Each line from the one holding "Target: trimmed hedge" to the end of the data below must be output verbatim, with no other lines.

####################

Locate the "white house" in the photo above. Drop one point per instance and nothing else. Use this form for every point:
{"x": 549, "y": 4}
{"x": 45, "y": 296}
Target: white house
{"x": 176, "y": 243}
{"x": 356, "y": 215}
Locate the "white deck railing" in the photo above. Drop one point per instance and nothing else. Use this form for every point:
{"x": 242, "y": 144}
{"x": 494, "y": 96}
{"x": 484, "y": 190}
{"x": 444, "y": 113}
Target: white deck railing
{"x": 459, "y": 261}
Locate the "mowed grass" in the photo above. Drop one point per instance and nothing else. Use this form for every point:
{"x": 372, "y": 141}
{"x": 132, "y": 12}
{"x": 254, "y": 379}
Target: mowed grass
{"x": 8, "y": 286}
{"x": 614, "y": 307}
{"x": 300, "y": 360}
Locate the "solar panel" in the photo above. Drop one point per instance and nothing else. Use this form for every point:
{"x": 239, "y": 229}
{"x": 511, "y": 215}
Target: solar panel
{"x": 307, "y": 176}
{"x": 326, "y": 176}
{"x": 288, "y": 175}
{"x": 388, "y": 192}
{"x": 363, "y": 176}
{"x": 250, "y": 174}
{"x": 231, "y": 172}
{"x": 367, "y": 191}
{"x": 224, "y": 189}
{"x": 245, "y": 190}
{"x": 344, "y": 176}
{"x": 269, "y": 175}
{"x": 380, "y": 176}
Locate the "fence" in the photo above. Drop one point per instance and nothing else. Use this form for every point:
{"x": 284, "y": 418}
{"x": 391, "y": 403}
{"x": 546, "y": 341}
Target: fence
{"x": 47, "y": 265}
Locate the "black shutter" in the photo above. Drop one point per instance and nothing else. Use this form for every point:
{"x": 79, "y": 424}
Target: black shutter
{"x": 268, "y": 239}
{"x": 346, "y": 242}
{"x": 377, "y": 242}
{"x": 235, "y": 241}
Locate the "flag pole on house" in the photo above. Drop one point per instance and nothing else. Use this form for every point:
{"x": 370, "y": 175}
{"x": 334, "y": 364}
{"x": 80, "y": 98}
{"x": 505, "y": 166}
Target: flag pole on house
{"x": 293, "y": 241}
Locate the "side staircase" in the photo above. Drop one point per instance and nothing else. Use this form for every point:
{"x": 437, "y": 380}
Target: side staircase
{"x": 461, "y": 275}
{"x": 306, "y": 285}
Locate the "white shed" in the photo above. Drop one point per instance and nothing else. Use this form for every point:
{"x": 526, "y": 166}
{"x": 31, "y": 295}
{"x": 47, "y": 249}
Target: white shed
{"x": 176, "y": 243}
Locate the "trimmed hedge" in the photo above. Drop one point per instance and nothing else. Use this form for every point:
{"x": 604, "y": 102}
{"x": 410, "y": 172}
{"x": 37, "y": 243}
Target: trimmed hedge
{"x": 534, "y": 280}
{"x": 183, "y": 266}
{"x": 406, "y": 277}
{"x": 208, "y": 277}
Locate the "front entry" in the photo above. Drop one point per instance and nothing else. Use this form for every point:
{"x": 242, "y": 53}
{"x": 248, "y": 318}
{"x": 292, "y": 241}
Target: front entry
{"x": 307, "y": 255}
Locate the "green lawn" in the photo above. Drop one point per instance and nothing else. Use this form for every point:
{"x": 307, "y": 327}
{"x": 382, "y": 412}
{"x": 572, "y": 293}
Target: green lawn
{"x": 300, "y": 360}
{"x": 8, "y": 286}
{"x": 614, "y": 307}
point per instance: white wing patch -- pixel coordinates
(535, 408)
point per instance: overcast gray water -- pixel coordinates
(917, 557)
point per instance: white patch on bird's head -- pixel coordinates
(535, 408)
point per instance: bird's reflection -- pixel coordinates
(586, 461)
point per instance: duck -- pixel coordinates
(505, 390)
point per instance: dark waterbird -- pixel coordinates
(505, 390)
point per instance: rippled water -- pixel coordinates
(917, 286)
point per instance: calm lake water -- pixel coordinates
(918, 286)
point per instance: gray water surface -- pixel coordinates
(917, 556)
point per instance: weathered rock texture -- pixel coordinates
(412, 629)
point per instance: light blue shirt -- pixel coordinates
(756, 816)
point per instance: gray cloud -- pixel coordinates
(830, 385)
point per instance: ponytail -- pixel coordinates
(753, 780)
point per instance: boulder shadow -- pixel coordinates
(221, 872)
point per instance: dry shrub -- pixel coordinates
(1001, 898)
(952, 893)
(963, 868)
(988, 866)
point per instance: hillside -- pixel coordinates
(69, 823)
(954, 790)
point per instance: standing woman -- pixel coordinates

####################

- **ANSWER TO THE EXERCISE**
Target: trimmed hedge
{"x": 534, "y": 280}
{"x": 183, "y": 266}
{"x": 406, "y": 277}
{"x": 208, "y": 277}
Locate the "front entry" in the photo above. Drop one point per instance and nothing else. Use this form for every point:
{"x": 242, "y": 53}
{"x": 248, "y": 318}
{"x": 292, "y": 241}
Target: front entry
{"x": 307, "y": 255}
Locate the "green lawn" in the photo above. Drop one point per instance and nothing else. Use this form for every point:
{"x": 307, "y": 327}
{"x": 382, "y": 412}
{"x": 572, "y": 293}
Target: green lawn
{"x": 300, "y": 360}
{"x": 8, "y": 286}
{"x": 614, "y": 307}
point per instance: white wing patch -- pixel coordinates
(535, 408)
point per instance: overcast gray water -- pixel coordinates
(917, 557)
point per instance: white patch on bird's head -- pixel coordinates
(535, 408)
point per instance: bird's reflection -- pixel coordinates
(586, 461)
point per instance: duck -- pixel coordinates
(505, 390)
point per instance: dark waterbird -- pixel coordinates
(505, 390)
point per instance: rippled water -- pixel coordinates
(917, 286)
point per instance: calm lake water -- pixel coordinates
(918, 286)
point per instance: gray water surface -- pixel coordinates
(917, 556)
point per instance: weathered rock texture -- pixel coordinates
(412, 629)
point per instance: light blue shirt -- pixel coordinates
(756, 816)
point per instance: gray cloud -- pixel coordinates
(830, 385)
point per instance: ponytail -- pixel coordinates
(753, 780)
point per instance: boulder shadow -- pixel coordinates
(221, 872)
point per instance: dry shrub -- pixel coordinates
(1001, 898)
(952, 893)
(963, 868)
(988, 866)
point per instance: hillside -- pixel coordinates
(69, 823)
(954, 790)
point per instance: standing woman -- pixel coordinates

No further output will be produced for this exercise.